> [Written problem] Print the listing below line for line with nothing changed, but leave out the pictures.

◇ ◇ ◇ ◇

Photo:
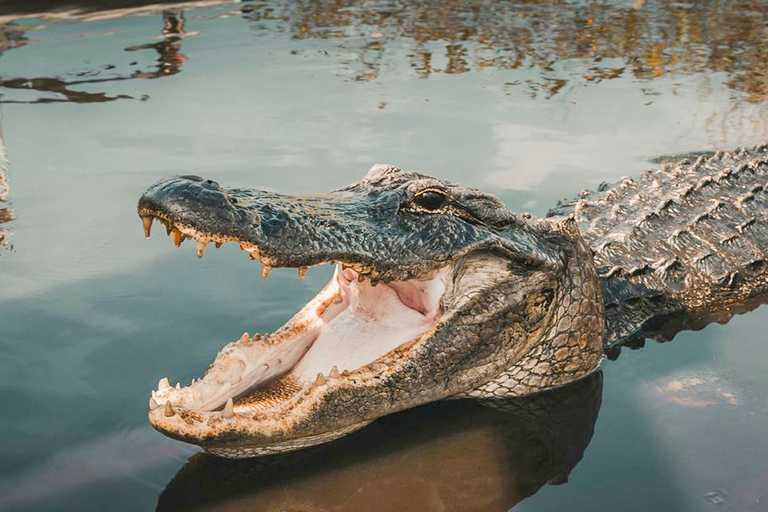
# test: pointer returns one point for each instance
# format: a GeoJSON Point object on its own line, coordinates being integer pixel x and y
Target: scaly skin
{"type": "Point", "coordinates": [686, 242]}
{"type": "Point", "coordinates": [523, 306]}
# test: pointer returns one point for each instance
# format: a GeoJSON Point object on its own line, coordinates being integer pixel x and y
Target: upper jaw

◇ ◇ ◇ ◇

> [Response to this exercise]
Photo:
# test: pointer returns one point for each instance
# format: a GeoJSON Point object on its own line, coordinates being integer pixel x and y
Target: scaly skin
{"type": "Point", "coordinates": [686, 242]}
{"type": "Point", "coordinates": [523, 306]}
# test: pointer returns one point for each instance
# format: a GeoJSON Point object on its own line, coordinates being integer pixel x and y
Target: upper jaw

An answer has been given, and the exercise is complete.